_Passage shown_
%%

Koreans are proud of the wave of cultural influence that flows east through the Land of the Morning Calm to the Land of the Rising Sun.

However, the debt that Japanese ceramics owes its Korean antecedent is also cause for pain.

The Imjin War (1592-1598) left deep scars in Joseon-era Korea (1392-1910) as Toyotomi Hideyoshi twice invaded the Peninsula, only to be eventually repelled by the genius of Admiral Yi Sun-Sin.

The victory was somewhat Pyrrhic, as not only were countless Koreans left dead, but the Japanese forces impoverished Korean culture by enslaving tens of thousands of farmers and artisans.

Among the mass were 6,000 of Joseon’s finest potters. The Japanese daimyo (“feudal lords”) took their pick of Korea’s craftsmen and ordered them to reproduce their art in captivity.

▲ Photo by Olivier Duong

For three centuries, until the Meiji restoration, their descendants lived in relative privilege in the samurai rank, speaking Korean, wearing topknots and celebrating Chuseok.

"It was a calculated move," said Min Young Gi, a middle-aged pottery artist who speaks with the confidence of a master, yet the humility of an apprentice, at an exhibition of his work at the 500 Generals Gallery, Jeju Stone Park.

The Japanese craft blossomed under Korean tutelage as the captives introduced porcelain and high-temperature ceramic techniques. Korea’s famed earthy and humble style soon became more associated with the kilns at Hagi and Karatsu than anywhere at home.

▲ Photo by Olivier Duong

It was in part to bring this estranged heritage home that Min traveled to the former colonial master to train in teabowl ceramics under masters such as Seizou Hayashiya and Taka Aknuma.

A huge talent, Min is now regarded as their natural heir, and one finally on Korean soil.

Despite his acclaimed prowess, he insists his work is not fit to stand alongside the exquisite work of the Joseon era, which he regards as the height of ceramics history.

"I'm not good enough," he says with the modesty of a true artist, never satisfied in the search for perfection.

Few people now search for such perfection, he says, in a society materially prosperous yet culturally poor. He contrasts this with the materially poor yet culturally rich Joseon, where fine art was widely appreciated.

It was also appreciated from afar, and although papermakers, carpenters, embroiderers and tile makers were also targeted during the Hideyoshi invasions, the Japanese prized potters most of all.

▲ Photo by Olivier Duong

Although there are few noticeable differences for the uninitiated, when asked what made the Korean style so attractive to the Japanese, Min describes it as "bigger."

From the heart to the hand, from the hand to the pot, Min is not talking of size, but its emotional resonance, soul, aura, that ineffable "thing" that radiates creativity from every curve.

The softly spoken man compares it to Kimchi: you can have it in Japan, but its complex essence is only found in Korea.

Despite the local pride in his work, Min does not feel the weight of legacy upon his shoulders — he only has regret.

The Korean style was at its apogee before the Japanese took away Joseon’s most highly skilled craftsmen. Imagine the poverty of Western art had the vanguard of the Renaissance been removed to foreign lands.

Culture is irreplaceable, and what is lost can never return; Min wonders what might have happened had history run a different course and Korea’s heritage, evolved over thousands of years, not been torn away.

▲ Photo by Olivier Duong

Nevertheless, the Korean style is finally back in the hands of the Koreans, and Min feels that pottery is his destiny.

He wants to surpass the expert skill of the Japanese usurpers, and even his Joseon forebears, and some say he already has. An unassuming student, he modestly refutes this, preferring his art to “speak for itself” as the witness of history.

As I walked around the Jeju Stone Park 500 Generals Gallery, the pots certainly spoke to me. They said they were the creation of a man ever walking in his destiny.

%%

_Tasks to complete_
(a) State whether each statement agrees with the article on Korean ceramics, answering yes or no and quoting the deciding words: (i) Among those enslaved during the invasions were 6,000 of Joseon's finest potters; (ii) Min regards the Meiji era as the height of ceramics history; (iii) Min trained in teabowl ceramics under Seizou Hayashiya.
(b) Reproduce the article on Korean ceramics word for word from "Koreans are proud" to "farmers and artisans.".
Base every response solely on the article on Korean ceramics.

_Data_

%%

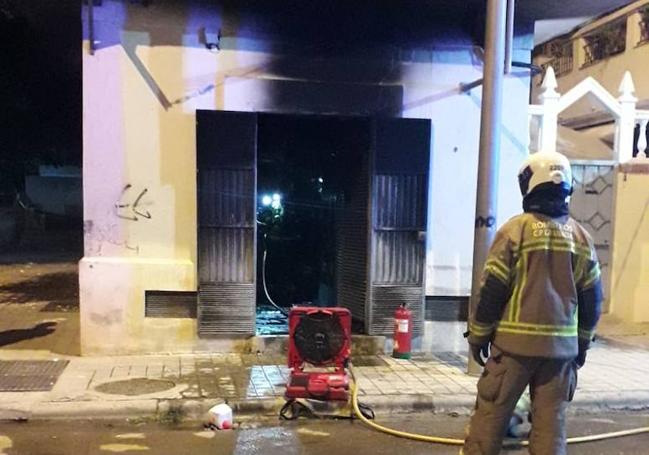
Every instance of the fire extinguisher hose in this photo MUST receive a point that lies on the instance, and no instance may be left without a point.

%%

_Answers to the exercise_
(a)
(i) Yes: "Among the mass were 6,000 of Joseon’s finest potters."
(ii) No: "the exquisite work of the Joseon era, which he regards as the height of ceramics history."
(iii) Yes: "to train in teabowl ceramics under masters such as Seizou Hayashiya and Taka Aknuma."

(b)
Koreans are proud of the wave of cultural influence that flows east through the Land of the Morning Calm to the Land of the Rising Sun.

However, the debt that Japanese ceramics owes its Korean antecedent is also cause for pain.

The Imjin War (1592-1598) left deep scars in Joseon-era Korea (1392-1910) as Toyotomi Hideyoshi twice invaded the Peninsula, only to be eventually repelled by the genius of Admiral Yi Sun-Sin.

The victory was somewhat Pyrrhic, as not only were countless Koreans left dead, but the Japanese forces impoverished Korean culture by enslaving tens of thousands of farmers and artisans.